What to work on: Convert the items below into a numbered list, starting at the line containing "Target: light blue scrubs" and continuing through the end of the items, both ends included. Omit blank lines and pictures.

━━━ Records supplied ━━━

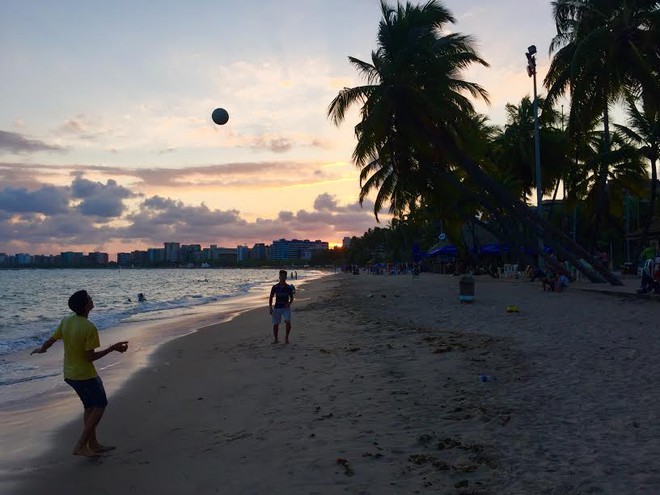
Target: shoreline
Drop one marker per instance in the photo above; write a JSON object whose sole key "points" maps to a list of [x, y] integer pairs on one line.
{"points": [[33, 410], [380, 392]]}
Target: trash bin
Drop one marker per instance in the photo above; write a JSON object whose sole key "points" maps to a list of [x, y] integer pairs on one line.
{"points": [[466, 288]]}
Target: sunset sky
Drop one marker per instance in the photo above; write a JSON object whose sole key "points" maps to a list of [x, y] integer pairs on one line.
{"points": [[106, 137]]}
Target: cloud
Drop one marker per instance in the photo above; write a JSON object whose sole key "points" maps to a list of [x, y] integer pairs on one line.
{"points": [[100, 200], [49, 200], [17, 143]]}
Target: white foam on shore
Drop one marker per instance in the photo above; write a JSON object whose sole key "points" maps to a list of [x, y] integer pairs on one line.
{"points": [[31, 411]]}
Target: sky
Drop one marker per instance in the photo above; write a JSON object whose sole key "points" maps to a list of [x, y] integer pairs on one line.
{"points": [[106, 137]]}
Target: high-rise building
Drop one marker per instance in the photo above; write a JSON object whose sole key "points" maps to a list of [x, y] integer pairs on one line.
{"points": [[172, 252]]}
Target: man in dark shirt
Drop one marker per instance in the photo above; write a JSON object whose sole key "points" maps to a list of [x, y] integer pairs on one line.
{"points": [[283, 294]]}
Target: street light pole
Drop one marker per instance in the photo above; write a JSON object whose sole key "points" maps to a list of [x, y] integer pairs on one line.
{"points": [[531, 72]]}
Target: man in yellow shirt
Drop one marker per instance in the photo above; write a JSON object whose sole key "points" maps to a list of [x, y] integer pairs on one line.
{"points": [[80, 337]]}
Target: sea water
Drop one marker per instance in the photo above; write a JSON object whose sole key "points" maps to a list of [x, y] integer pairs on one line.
{"points": [[33, 302]]}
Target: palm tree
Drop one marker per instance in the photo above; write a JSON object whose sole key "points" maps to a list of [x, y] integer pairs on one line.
{"points": [[413, 83], [603, 48], [643, 131], [415, 122]]}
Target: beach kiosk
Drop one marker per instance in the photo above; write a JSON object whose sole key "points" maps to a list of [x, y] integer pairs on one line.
{"points": [[466, 289]]}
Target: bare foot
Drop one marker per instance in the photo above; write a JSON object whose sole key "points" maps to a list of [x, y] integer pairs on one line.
{"points": [[86, 452], [102, 448]]}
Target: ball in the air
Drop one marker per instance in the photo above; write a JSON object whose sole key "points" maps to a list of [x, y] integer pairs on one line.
{"points": [[220, 116]]}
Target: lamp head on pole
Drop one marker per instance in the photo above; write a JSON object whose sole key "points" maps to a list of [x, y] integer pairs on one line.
{"points": [[531, 60]]}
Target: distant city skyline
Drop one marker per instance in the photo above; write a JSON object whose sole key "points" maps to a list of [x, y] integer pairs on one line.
{"points": [[106, 138], [171, 250]]}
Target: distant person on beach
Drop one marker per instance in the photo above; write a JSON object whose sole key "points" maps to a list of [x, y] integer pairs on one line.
{"points": [[283, 295], [80, 337]]}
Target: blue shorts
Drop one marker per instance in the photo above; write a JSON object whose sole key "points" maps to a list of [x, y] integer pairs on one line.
{"points": [[91, 392], [278, 313]]}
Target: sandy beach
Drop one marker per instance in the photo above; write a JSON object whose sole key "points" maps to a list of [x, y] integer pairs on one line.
{"points": [[380, 392]]}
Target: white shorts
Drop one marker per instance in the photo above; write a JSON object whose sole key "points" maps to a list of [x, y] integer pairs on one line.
{"points": [[278, 313]]}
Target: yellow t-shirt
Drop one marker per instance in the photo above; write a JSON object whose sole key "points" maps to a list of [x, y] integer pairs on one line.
{"points": [[79, 335]]}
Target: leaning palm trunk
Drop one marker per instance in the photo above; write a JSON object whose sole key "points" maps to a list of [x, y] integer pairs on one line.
{"points": [[652, 199], [512, 214], [536, 227]]}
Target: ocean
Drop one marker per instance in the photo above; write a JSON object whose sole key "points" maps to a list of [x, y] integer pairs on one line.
{"points": [[33, 301]]}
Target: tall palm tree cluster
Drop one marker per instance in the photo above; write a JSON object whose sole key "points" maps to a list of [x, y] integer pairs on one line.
{"points": [[423, 150]]}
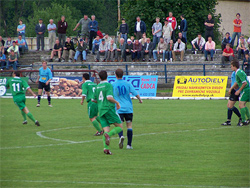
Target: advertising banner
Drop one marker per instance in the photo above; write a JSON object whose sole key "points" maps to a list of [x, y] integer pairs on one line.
{"points": [[146, 86], [3, 90], [200, 86]]}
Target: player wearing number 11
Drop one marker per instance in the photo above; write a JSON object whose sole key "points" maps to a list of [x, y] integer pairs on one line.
{"points": [[18, 89], [106, 106]]}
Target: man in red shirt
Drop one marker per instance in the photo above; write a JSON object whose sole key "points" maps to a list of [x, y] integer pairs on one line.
{"points": [[237, 29], [228, 55], [173, 23]]}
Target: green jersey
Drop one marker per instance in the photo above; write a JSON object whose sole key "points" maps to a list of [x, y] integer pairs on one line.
{"points": [[88, 89], [241, 78], [17, 86], [104, 90]]}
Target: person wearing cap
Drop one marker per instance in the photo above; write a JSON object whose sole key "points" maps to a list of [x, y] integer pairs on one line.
{"points": [[225, 41], [12, 61], [167, 32], [81, 49], [40, 30], [103, 50], [14, 47], [124, 29], [128, 49], [56, 51], [52, 33]]}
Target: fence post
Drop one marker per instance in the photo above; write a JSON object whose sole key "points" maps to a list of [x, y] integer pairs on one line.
{"points": [[204, 70], [165, 71]]}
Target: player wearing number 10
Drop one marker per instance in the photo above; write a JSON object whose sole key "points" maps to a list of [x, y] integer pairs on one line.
{"points": [[106, 106], [18, 89], [88, 89], [122, 90]]}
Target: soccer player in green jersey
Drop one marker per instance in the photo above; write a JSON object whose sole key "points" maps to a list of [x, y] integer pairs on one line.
{"points": [[18, 89], [106, 106], [244, 91], [88, 89]]}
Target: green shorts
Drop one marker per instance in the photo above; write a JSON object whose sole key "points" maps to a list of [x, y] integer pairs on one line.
{"points": [[109, 118], [20, 101], [245, 95], [92, 109]]}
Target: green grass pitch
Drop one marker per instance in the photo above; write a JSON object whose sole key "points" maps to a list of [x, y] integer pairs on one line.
{"points": [[177, 143]]}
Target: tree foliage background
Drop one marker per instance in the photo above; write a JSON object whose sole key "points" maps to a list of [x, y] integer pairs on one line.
{"points": [[30, 11]]}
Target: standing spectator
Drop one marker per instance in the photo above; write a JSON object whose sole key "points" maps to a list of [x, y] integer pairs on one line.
{"points": [[128, 49], [103, 50], [2, 42], [209, 48], [14, 47], [124, 29], [121, 50], [56, 51], [21, 44], [136, 52], [21, 29], [209, 23], [140, 28], [173, 23], [237, 29], [161, 49], [147, 48], [93, 24], [170, 50], [183, 27], [198, 43], [99, 33], [156, 31], [40, 30], [81, 49], [7, 44], [2, 60], [85, 27], [179, 48], [68, 50], [12, 60], [96, 43], [242, 47], [62, 26], [52, 33], [167, 32], [111, 51], [227, 55], [225, 41], [107, 38], [246, 63]]}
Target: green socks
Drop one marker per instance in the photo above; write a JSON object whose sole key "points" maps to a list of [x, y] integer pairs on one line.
{"points": [[96, 125], [24, 115], [114, 131], [31, 117]]}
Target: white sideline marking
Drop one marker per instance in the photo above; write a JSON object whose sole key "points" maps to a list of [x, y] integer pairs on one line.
{"points": [[110, 183], [95, 140]]}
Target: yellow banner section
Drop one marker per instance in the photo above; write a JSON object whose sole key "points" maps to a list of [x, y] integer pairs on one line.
{"points": [[200, 86]]}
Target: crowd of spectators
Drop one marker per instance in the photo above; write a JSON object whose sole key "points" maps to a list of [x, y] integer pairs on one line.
{"points": [[164, 45]]}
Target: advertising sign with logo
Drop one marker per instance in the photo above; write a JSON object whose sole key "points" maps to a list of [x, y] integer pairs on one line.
{"points": [[3, 90], [146, 86], [200, 86]]}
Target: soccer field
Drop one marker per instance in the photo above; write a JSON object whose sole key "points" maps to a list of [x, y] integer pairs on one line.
{"points": [[177, 143]]}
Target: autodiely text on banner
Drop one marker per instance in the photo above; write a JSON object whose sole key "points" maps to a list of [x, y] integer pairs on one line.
{"points": [[200, 86]]}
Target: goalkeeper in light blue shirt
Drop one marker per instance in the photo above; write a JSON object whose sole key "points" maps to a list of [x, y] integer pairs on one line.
{"points": [[121, 91]]}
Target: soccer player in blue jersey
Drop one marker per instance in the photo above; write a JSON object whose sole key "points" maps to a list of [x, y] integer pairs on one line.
{"points": [[231, 102], [122, 90], [45, 76]]}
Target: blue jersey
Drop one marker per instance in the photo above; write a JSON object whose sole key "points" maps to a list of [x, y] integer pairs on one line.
{"points": [[45, 75], [121, 91]]}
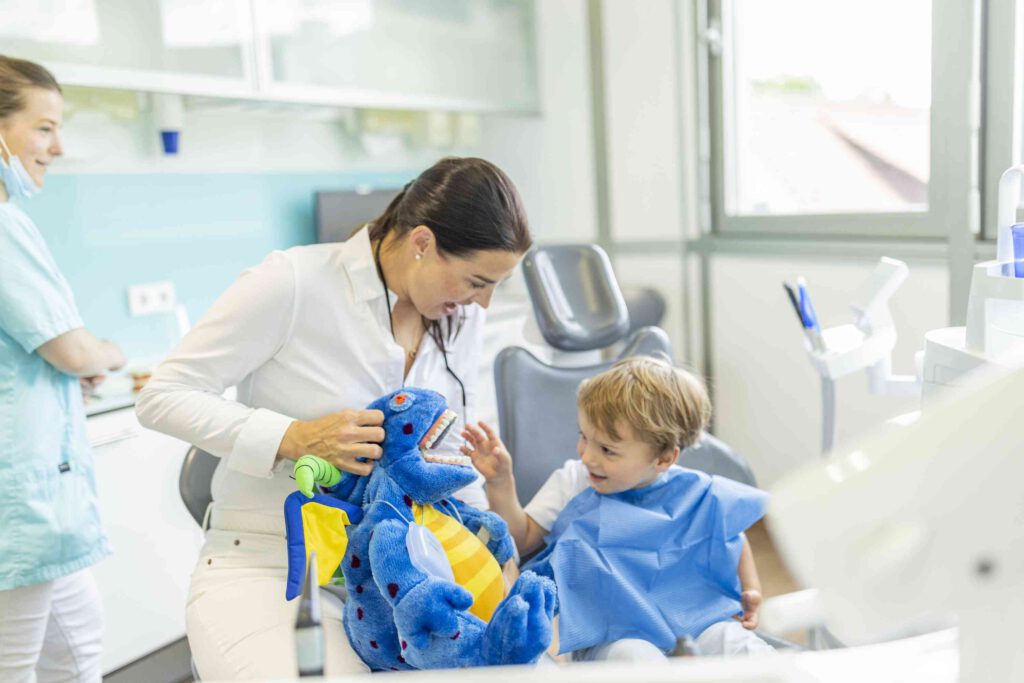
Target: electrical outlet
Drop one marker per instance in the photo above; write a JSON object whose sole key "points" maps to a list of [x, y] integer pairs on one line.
{"points": [[152, 298]]}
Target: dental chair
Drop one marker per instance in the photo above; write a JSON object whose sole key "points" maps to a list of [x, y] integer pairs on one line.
{"points": [[579, 307], [194, 482]]}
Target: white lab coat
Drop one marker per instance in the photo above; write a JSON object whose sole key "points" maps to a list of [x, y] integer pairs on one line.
{"points": [[302, 335]]}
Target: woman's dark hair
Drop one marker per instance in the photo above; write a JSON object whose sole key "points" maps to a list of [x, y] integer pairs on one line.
{"points": [[15, 75], [470, 205]]}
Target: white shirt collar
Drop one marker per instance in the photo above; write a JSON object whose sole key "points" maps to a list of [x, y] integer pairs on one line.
{"points": [[357, 255]]}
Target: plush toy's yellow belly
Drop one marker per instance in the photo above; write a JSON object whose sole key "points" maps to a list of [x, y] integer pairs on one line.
{"points": [[473, 565]]}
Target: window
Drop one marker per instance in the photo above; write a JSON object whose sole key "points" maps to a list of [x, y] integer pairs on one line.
{"points": [[824, 114]]}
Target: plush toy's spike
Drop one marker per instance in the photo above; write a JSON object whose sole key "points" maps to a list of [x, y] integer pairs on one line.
{"points": [[315, 524], [310, 470]]}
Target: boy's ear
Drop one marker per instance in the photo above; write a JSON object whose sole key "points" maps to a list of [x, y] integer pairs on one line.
{"points": [[667, 459]]}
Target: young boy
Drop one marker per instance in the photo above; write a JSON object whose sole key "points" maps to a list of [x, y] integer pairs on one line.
{"points": [[643, 551]]}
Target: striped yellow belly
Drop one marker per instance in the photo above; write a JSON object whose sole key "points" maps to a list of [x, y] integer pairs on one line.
{"points": [[473, 565]]}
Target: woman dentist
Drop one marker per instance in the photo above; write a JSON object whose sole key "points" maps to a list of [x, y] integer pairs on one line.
{"points": [[309, 337], [50, 616]]}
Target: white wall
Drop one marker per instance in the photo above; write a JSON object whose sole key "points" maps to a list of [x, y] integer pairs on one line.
{"points": [[767, 396], [643, 120], [551, 159]]}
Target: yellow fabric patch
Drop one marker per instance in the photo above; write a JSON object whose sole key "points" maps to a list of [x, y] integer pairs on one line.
{"points": [[473, 565], [325, 532]]}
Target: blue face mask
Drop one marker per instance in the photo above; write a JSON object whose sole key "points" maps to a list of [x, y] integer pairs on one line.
{"points": [[14, 177]]}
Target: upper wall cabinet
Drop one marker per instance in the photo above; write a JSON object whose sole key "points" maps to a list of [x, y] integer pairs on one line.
{"points": [[188, 46], [472, 55]]}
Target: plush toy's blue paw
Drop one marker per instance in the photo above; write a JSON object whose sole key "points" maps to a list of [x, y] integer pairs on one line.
{"points": [[521, 627], [501, 544], [431, 608]]}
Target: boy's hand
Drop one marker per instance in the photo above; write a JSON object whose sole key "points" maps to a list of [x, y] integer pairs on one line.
{"points": [[751, 601], [489, 456]]}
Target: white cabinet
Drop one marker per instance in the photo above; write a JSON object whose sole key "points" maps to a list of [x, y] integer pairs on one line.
{"points": [[156, 542], [452, 54], [200, 47], [470, 55]]}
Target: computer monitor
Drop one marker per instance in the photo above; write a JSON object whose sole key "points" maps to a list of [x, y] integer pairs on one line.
{"points": [[340, 213]]}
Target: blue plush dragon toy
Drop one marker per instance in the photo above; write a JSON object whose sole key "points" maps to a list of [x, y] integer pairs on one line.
{"points": [[425, 586]]}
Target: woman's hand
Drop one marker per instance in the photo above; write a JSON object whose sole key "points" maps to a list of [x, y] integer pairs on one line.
{"points": [[90, 384], [346, 439], [751, 601], [489, 456]]}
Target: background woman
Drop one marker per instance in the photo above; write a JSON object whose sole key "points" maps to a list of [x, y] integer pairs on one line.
{"points": [[50, 616]]}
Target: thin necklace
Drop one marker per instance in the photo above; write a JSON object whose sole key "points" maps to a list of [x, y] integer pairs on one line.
{"points": [[412, 354], [387, 298]]}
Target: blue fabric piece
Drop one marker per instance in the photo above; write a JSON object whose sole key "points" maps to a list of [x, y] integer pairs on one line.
{"points": [[50, 520], [655, 563], [295, 534]]}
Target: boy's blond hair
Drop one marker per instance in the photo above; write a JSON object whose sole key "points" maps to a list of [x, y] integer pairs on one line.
{"points": [[666, 407]]}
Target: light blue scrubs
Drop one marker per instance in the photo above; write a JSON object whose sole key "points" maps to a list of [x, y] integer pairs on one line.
{"points": [[49, 522]]}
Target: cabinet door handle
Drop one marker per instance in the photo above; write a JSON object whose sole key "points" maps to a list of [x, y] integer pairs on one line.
{"points": [[113, 435]]}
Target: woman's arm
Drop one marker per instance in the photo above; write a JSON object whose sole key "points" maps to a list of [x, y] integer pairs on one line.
{"points": [[80, 352], [750, 586]]}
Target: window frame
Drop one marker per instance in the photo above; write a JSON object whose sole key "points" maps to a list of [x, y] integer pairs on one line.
{"points": [[948, 120]]}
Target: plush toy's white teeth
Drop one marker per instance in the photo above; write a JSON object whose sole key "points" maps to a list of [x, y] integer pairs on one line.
{"points": [[438, 431], [448, 459]]}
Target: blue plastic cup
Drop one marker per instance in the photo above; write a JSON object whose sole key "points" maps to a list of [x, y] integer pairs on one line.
{"points": [[1017, 235]]}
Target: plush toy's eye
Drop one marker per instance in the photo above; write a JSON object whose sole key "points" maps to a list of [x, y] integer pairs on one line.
{"points": [[401, 401]]}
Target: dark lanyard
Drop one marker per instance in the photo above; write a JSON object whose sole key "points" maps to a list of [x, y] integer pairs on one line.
{"points": [[390, 319]]}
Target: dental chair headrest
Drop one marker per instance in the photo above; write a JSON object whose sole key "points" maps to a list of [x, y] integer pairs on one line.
{"points": [[577, 301]]}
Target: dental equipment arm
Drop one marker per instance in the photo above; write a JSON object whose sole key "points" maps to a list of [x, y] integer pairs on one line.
{"points": [[918, 524]]}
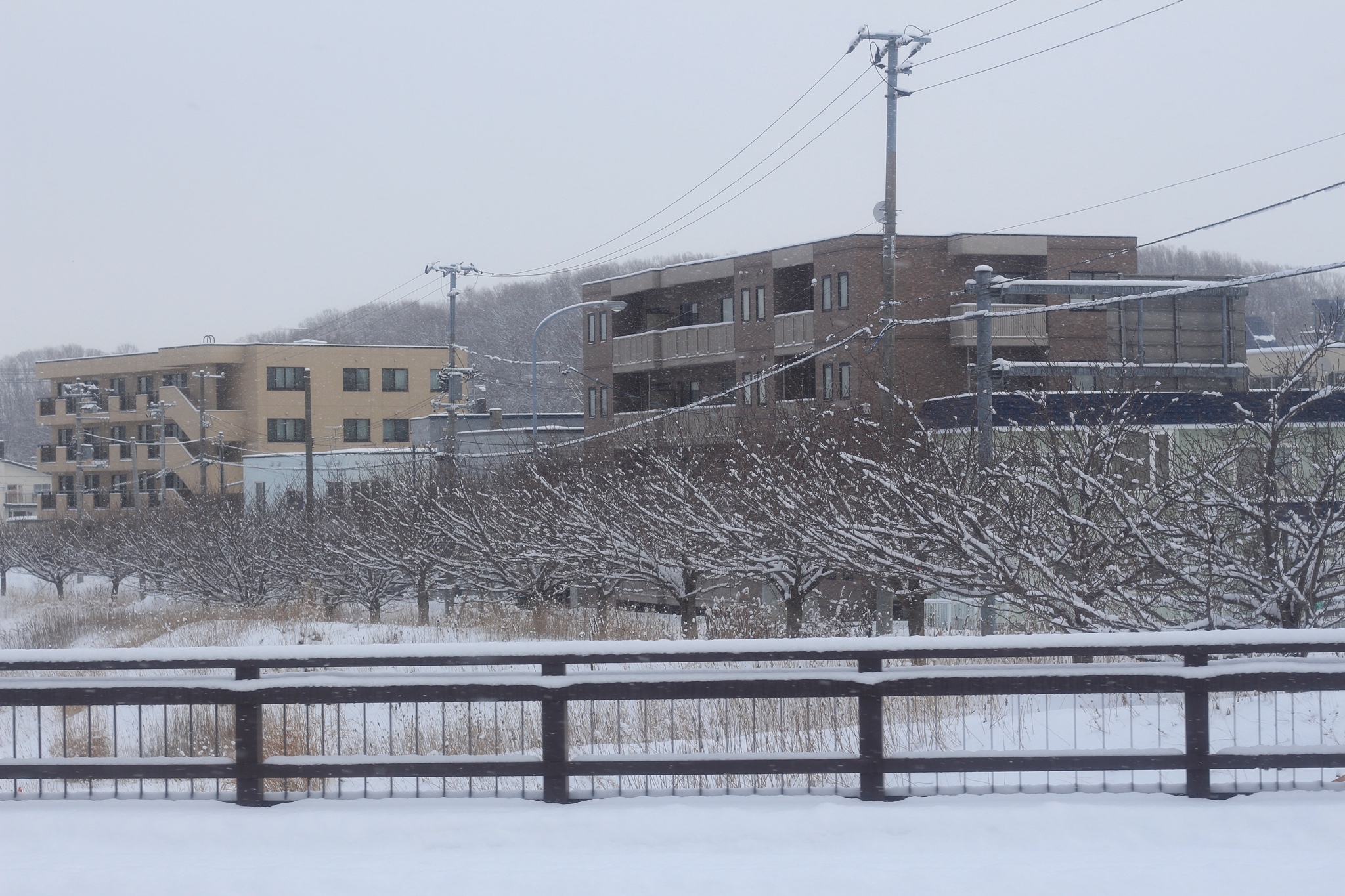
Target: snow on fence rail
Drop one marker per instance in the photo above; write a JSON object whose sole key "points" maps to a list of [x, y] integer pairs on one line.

━━━

Response for this exercise:
1. Target: light blue scrubs
2. Drop one marker per instance in the photo above; write a JSON object whose sole key "points" maps to a list of [x, y] integer pairs on one line.
3. {"points": [[49, 522]]}
4. Target: cabinet door handle
5. Drop one marker per instance in the photo above; write a JSON object whose sole key "points" maps to a list of [x, y] integer pairs on one line.
6. {"points": [[113, 435]]}
7. Target: woman's arm
8. Drop one marker per instance in the photo above; write a JSON object whose sole key "points" maps to a list of [x, y] integer pairs on one line.
9. {"points": [[80, 352], [750, 586]]}
10. Target: window frame
11. Drop one marker per instance in the photo above; write a JSON object whose sole key "points" maps to a list of [x, y] integer pairs on one line.
12. {"points": [[948, 120]]}
13. Target: plush toy's white teeth
14. Drop one marker per instance in the photo above; write a JSON object whose sole key "points" maps to a list of [x, y] integer pairs on one line.
15. {"points": [[438, 431], [448, 459]]}
16. Target: blue plastic cup
17. Drop one marker per instance in the photo above; write a JSON object whose sole key "points" maps to a list of [x, y] integer pairs on one line.
18. {"points": [[1017, 235]]}
19. Target: plush toy's eye
20. Drop one marker per instance in the photo above; write a JSON object whose sole key "points" maps to a list of [x, y] integer pairs on one line.
21. {"points": [[401, 401]]}
22. Target: dark lanyard
23. Drop one marker per instance in the photo above; write a JSON object whose sole key "points" maps to a list of [x, y] integer pairs on one line.
24. {"points": [[390, 319]]}
25. Target: dental chair headrest
26. Drop one marker per instance in the photo above; write a JSON object whose sole key "points" maps to a list of [x, y] integer pairs on one line.
27. {"points": [[577, 301]]}
28. Target: dental equipment arm
29. Drop one marker per instance in the photo above; write a JSON object whose sole key "points" maps to a list of [x, y] integer pairs on one line.
30. {"points": [[918, 524]]}
31. Target: snow on fence rail
32. Drop one marker per instance in the photo above; write a JSON object whose sole key "points" maps to a list of [x, y] integer pairs on one line.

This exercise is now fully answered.